演習の目的
下に示す行を、空行を除いてすべて番号付きリストにまとめなさい。ただし、画像は解答に含めないこと。

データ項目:
────

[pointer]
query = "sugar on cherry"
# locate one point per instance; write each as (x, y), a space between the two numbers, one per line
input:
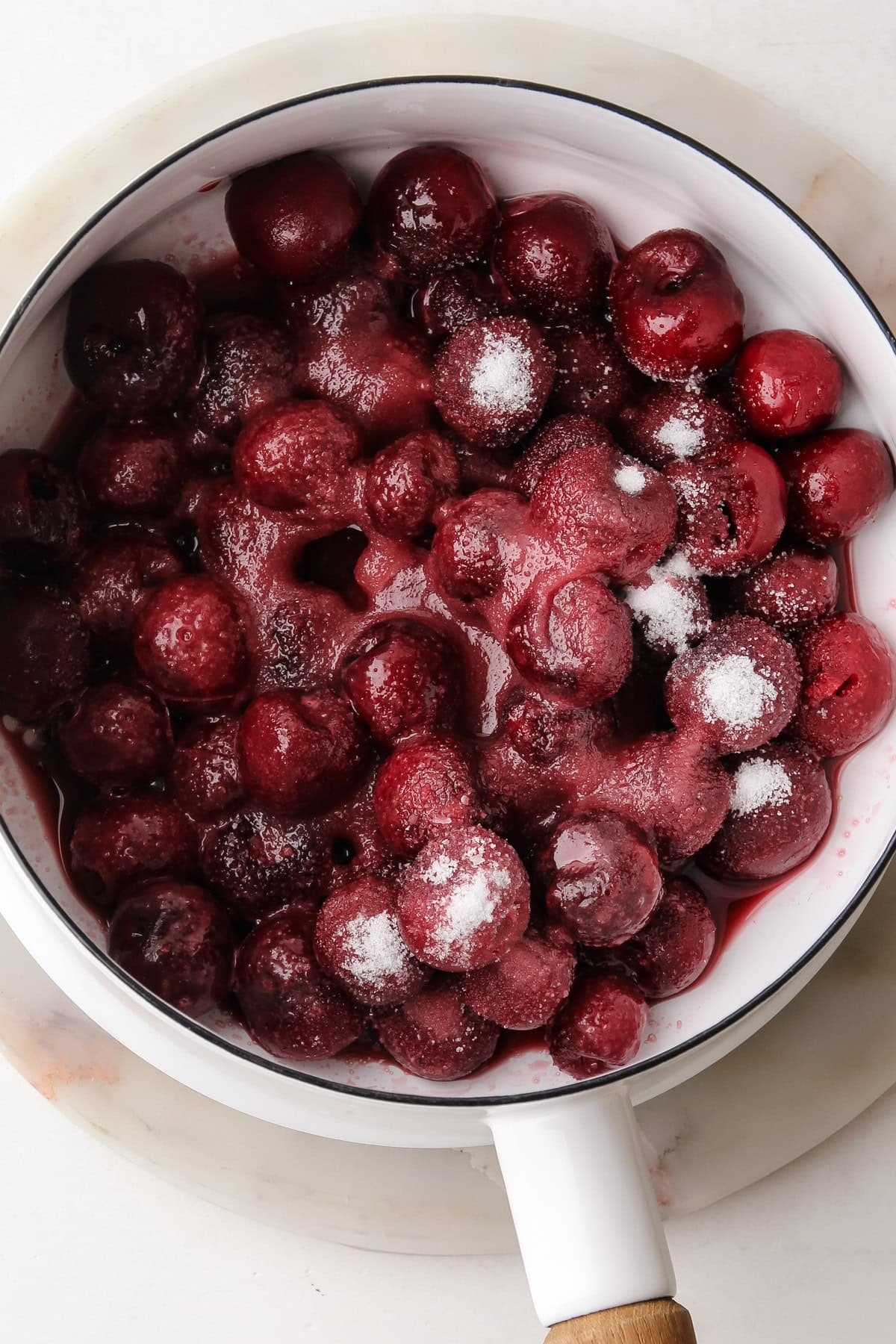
(119, 841)
(205, 772)
(408, 480)
(738, 687)
(593, 376)
(676, 309)
(601, 1024)
(794, 588)
(464, 900)
(676, 944)
(601, 505)
(190, 640)
(255, 862)
(300, 750)
(780, 811)
(359, 942)
(476, 542)
(294, 456)
(131, 470)
(42, 520)
(602, 878)
(116, 578)
(435, 1035)
(290, 1007)
(430, 208)
(117, 734)
(573, 638)
(554, 253)
(849, 685)
(677, 423)
(294, 218)
(788, 383)
(526, 988)
(492, 379)
(839, 482)
(176, 941)
(46, 651)
(247, 364)
(732, 507)
(402, 676)
(132, 336)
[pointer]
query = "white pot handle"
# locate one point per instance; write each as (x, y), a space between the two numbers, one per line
(588, 1219)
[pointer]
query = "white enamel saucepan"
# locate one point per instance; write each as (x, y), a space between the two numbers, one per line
(570, 1151)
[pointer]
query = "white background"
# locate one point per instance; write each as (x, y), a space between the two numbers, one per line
(92, 1248)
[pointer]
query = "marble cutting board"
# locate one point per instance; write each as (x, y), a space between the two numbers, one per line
(822, 1061)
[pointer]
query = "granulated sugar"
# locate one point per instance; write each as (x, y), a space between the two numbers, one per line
(732, 691)
(668, 611)
(630, 479)
(759, 784)
(501, 378)
(375, 951)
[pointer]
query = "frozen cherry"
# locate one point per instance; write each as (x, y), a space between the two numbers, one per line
(671, 606)
(603, 505)
(46, 655)
(402, 678)
(673, 785)
(117, 734)
(114, 581)
(523, 989)
(676, 423)
(425, 786)
(839, 482)
(294, 455)
(430, 210)
(739, 687)
(492, 379)
(408, 482)
(455, 297)
(464, 900)
(476, 542)
(848, 683)
(257, 862)
(359, 942)
(791, 589)
(40, 515)
(593, 376)
(555, 438)
(675, 945)
(554, 253)
(293, 218)
(603, 878)
(676, 309)
(780, 811)
(601, 1024)
(731, 508)
(119, 841)
(132, 336)
(129, 470)
(190, 640)
(290, 1007)
(176, 941)
(435, 1035)
(249, 364)
(788, 383)
(574, 640)
(205, 771)
(300, 750)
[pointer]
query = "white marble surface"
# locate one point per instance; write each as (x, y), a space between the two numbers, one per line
(121, 1246)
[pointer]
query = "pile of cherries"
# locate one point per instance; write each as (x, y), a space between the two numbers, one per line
(413, 616)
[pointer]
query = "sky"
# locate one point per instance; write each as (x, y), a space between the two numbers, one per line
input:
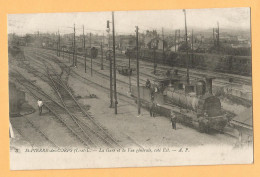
(125, 21)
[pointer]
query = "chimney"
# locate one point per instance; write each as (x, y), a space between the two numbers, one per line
(209, 84)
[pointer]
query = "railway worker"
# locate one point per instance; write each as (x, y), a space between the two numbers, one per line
(148, 84)
(40, 104)
(152, 109)
(168, 73)
(173, 120)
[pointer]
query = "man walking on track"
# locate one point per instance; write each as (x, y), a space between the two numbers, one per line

────

記述解答
1. [pointer]
2. query = "sugar on cherry"
3. # locate one point per instance; write each as (x, y), a space between the two numbers, one per line
4. input:
5. (119, 841)
6. (205, 772)
7. (408, 480)
8. (738, 687)
9. (593, 376)
10. (676, 309)
11. (601, 1024)
12. (794, 588)
13. (464, 900)
14. (676, 944)
15. (601, 505)
16. (190, 640)
17. (255, 862)
18. (300, 750)
19. (780, 811)
20. (359, 942)
21. (476, 542)
22. (294, 456)
23. (131, 470)
24. (42, 520)
25. (602, 878)
26. (116, 578)
27. (435, 1035)
28. (290, 1007)
29. (430, 208)
30. (117, 734)
31. (573, 638)
32. (554, 253)
33. (849, 685)
34. (677, 423)
35. (294, 218)
36. (788, 383)
37. (526, 988)
38. (492, 379)
39. (839, 482)
40. (176, 941)
41. (46, 651)
42. (247, 364)
43. (732, 507)
44. (402, 676)
45. (132, 336)
46. [pointer]
47. query = "white pot handle"
48. # locate one point per instance; write each as (x, y), a space between the two numbers, one per line
49. (588, 1219)
50. [pointer]
51. query = "white enamel saucepan"
52. # locate one point per instance; write each as (x, y), a space between the two numbers, one per line
53. (570, 1151)
54. [pointer]
55. query = "white background"
56. # locate one point per instance; write each as (x, y), a space between the two numbers, one per line
57. (92, 1248)
58. [pointer]
59. query = "marble cutting board"
60. # locate one point per instance; write each as (x, y), a space between the two numbers, one per line
61. (822, 1061)
62. [pointer]
63. query = "granulated sugar"
64. # locate one point per instance; write each as (x, y), a space between the two numbers, one per line
65. (732, 691)
66. (668, 611)
67. (630, 479)
68. (759, 784)
69. (501, 378)
70. (375, 951)
71. [pointer]
72. query = "frozen cherry"
73. # locate one point per instance; write each as (x, y), a space between the two numbers, one per line
74. (671, 606)
75. (603, 505)
76. (46, 655)
77. (402, 678)
78. (673, 785)
79. (117, 734)
80. (114, 581)
81. (523, 989)
82. (676, 423)
83. (425, 786)
84. (839, 482)
85. (294, 455)
86. (430, 210)
87. (739, 687)
88. (492, 379)
89. (408, 482)
90. (455, 297)
91. (464, 900)
92. (476, 542)
93. (848, 683)
94. (257, 862)
95. (359, 942)
96. (791, 589)
97. (40, 515)
98. (593, 376)
99. (555, 438)
100. (675, 945)
101. (554, 253)
102. (293, 218)
103. (603, 878)
104. (676, 309)
105. (780, 811)
106. (601, 1024)
107. (731, 508)
108. (119, 841)
109. (132, 336)
110. (129, 470)
111. (190, 640)
112. (290, 1007)
113. (176, 941)
114. (435, 1035)
115. (249, 364)
116. (788, 383)
117. (574, 640)
118. (205, 771)
119. (300, 750)
120. [pointer]
121. query = "white marble surface"
122. # locate one point per instance; write each as (x, y), a space between the two numbers, one per line
123. (121, 1246)
124. [pointer]
125. query = "pile of cherries"
126. # locate one point per instance; write each as (x, y), a space between the two numbers, one per line
127. (413, 616)
128. [pointer]
129. query = "sky"
130. # locate one point per instance; write each as (x, y), a space between the two numbers, one per line
131. input:
132. (125, 21)
133. [pointer]
134. query = "chimney"
135. # locate one point per instance; write each as (x, y), a space between the two numbers, one per line
136. (209, 84)
137. [pointer]
138. query = "railway worker"
139. # locate one point per instance; write each as (x, y), a space between the two numbers, one per line
140. (148, 84)
141. (40, 104)
142. (152, 109)
143. (168, 73)
144. (173, 120)
145. [pointer]
146. query = "man walking on track"
147. # locate one point per instance; write each as (x, y), a space between the two numbers, one per line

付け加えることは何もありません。